Your objective
Reproduce the following lines word for word, keeping every character as it appears.

Point labeling examples:

##########

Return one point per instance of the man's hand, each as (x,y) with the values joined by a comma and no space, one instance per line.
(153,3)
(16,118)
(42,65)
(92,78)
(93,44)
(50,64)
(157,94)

##########

Problem solution
Return one point per instance of the man's hand, each as (x,y) with the values joined by a comma and no space, one instance per line.
(153,3)
(16,118)
(42,65)
(92,78)
(93,44)
(50,64)
(157,94)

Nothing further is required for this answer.